= 原文 =
一个内部开发者平台中数据湖查询层的架构选型与实现


我们面临一个日益严峻的挑战:内部开发者平台(IDP)需要为数百名开发者提供对存储在数据湖中 PB 级日志、指标和追踪数据的快速查询能力。现有的方案——允许开发者通过 Presto/Trino 客户端直接查询——已经暴露了三个核心问题:性能不可控、成本失控以及缺乏统一的治理。一个复杂的分析查询可能会占用集群大量资源,影响到其他关键的自动化任务;同时,无限制的 SELECT * 操作也导致了高昂的计算成本。我们需要构建一个新的统一查询层。

定义问题:统一查询层的架构抉择

摆在面前的有两种主流架构方案。

方案 A:一体化全功能查询服务

这种架构倾向于构建一个功能全面的单体服务,通常会采用一个成熟的企业级框架,比如 Java Spring Boot 或 Python Django。

graph TD
    subgraph "一体化查询服务 (Java/Python)"
        A1[API 端点]
        A2[认证与鉴权]
        A3[查询解析与优化]
        A4[数据湖引擎连接器]
        A5[结果集转换与缓存]
    end

    U1[Web Dashboard] --> A1
    U2[Android App] --> A1
    U3[CLI Tool] --> A1
    A1 --> A2 --> A3 --> A4 --> A5 --> A1
    A4 --> DL[(Data Lake)]
  • 优势:

    1. 开发简化: 单一代码库,统一的技术栈,使得初期的开发、部署和维护相对简单。
    2. 事务一致性: 如果需要,在服务内部处理复杂逻辑和状态管理会更容易。
  • 劣势:

    1. 性能瓶颈: 这是一个真实项目中必然会遇到的坑。Web Dashboard 发起的复杂、长耗时的分析查询,与 Android App 为 SRE 团队设计的、要求毫秒级响应的告警根因速查,会相互竞争资源。单体服务的线程池和数据库连接池是共享的,一个慢查询足以拖垮整个服务。

= 问题与任务 =
a: 修改数据湖查询层一文中从“U1[Web Dashboard] -->”到“1. 开发简化: 单一代码库,统一的技术栈,使得初期的开发、部署和维护相对简单。”的部分并重写出来,把“单一代码库”替换为“共享代码库”。
b: 根据数据湖查询层一文,判断下列说法是否与其相符,每项回答“是”或“否”,并原样引用起决定作用的文字:(i)现有方案允许开发者通过 Presto/Trino 客户端直接查询;(ii)方案 A 通常采用 Go 语言框架;(iii)单体服务的线程池和数据库连接池是各自独立的。
c: 续写数据湖查询层一文,从其最后一句之后接着写。
后附数据与此处内容无关。

= 资料摘录 =

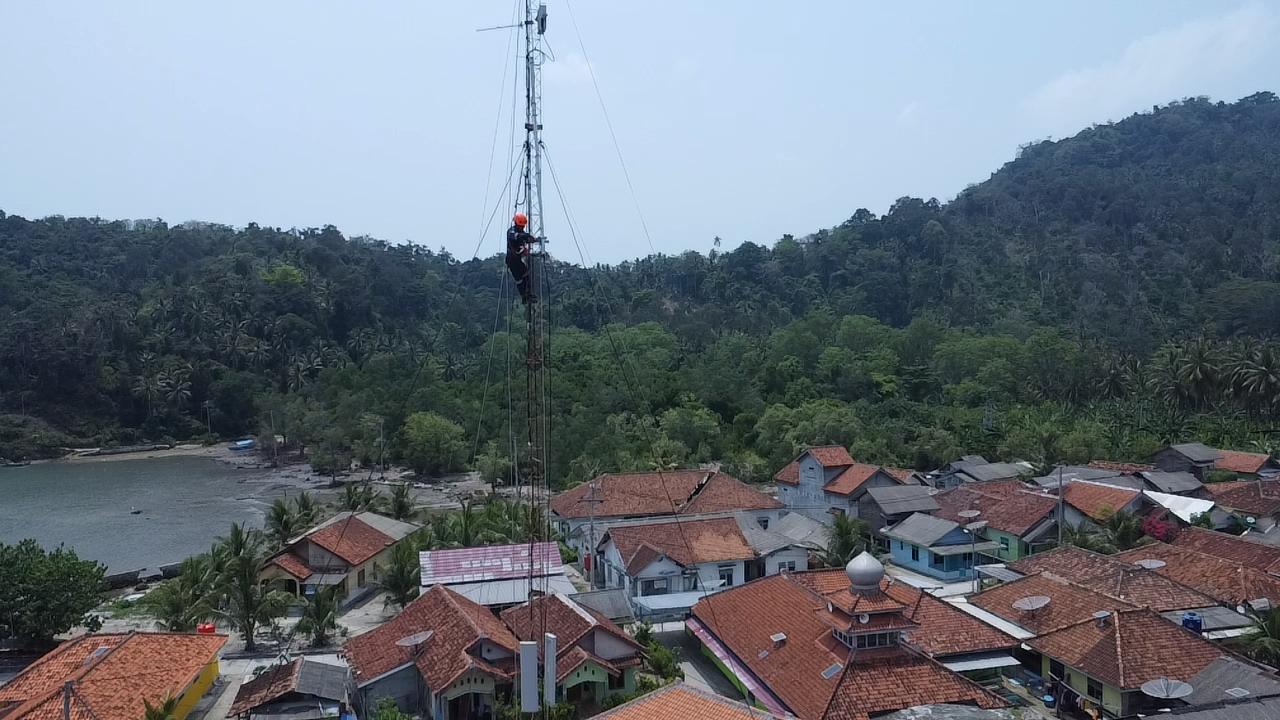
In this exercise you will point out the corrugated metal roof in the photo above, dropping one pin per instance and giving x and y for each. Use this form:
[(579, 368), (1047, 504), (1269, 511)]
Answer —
[(895, 500), (920, 529), (489, 563)]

= 各题答案 =
a:
U1[Web Dashboard] --> A1
    U2[Android App] --> A1
    U3[CLI Tool] --> A1
    A1 --> A2 --> A3 --> A4 --> A5 --> A1
    A4 --> DL[(Data Lake)]
  • 优势:

    1. 开发简化: 共享代码库,统一的技术栈,使得初期的开发、部署和维护相对简单。

b:
(i)是:“允许开发者通过 Presto/Trino 客户端直接查询”
(ii)否:“比如 Java Spring Boot 或 Python Django”
(iii)否:“单体服务的线程池和数据库连接池是共享的”

c:
    2. 技术栈僵化: 为 Web UI 优化的技术选型(如深度集成的模板引擎)对于纯粹的 API 客户端(如 Android App)来说是多余的负担。反之亦然。
    3. 迭代风险: 任何微小的改动都需要整个服务重新部署,发布风险高,敏捷性差。

方案 B:轻量级查询网关与专用客户端

该方案提倡关注点分离。我们构建一个极度轻量化、高性能的 API 网关,它的唯一职责是作为数据湖查询的代理。所有客户端,无论是 Web、移动端还是 CLI,都通过这个网关进行交互。

graph TD
    subgraph "专用客户端"
        C1[Web Dashboard]
        C2[Android App for SRE]
        C3[CLI Tool]
    end

    subgraph "轻量级查询网关 (Go-Fiber)"
        B1[API Endpoints]
        B2[轻量级认证/鉴权]
        B3[速率限制/配额]
        B4[查询路由与透传]
    end

    subgraph "后端查询引擎"
        E1[Presto/Trino]
    end
    
    C1 --> B1
    C2 --> B1
    C3 --> B1
    B1 --> B2 --> B3 --> B4 --> E1
    E1 --> DL[(Data Lake)]
  • 优势:

    1. 性能隔离与优化: 网关本身可以非常快,因为它只做协议转换和请求转发。我们可以使用 Go 这样高并发、低内存占用的语言(例如 Fiber 框架)来构建。更重要的是,可以为不同类型的客户端或请求路径设置不同的速率限制和优先级。
    2. 技术栈灵活性: 网关使用 Go,Web 前端可以使用 React/Vue,Android 客户端使用 Kotlin。每个团队都可以选择最适合自身场景的技术栈,独立开发和部署。
    3. 高可用性与可维护性: 网关逻辑简单,核心依赖少,更容易实现高可用部署。各个客户端的迭代互不影响。
  • 劣势:

    1. 架构复杂性: 引入了更多的组件,需要管理多个代码仓库和部署流水线。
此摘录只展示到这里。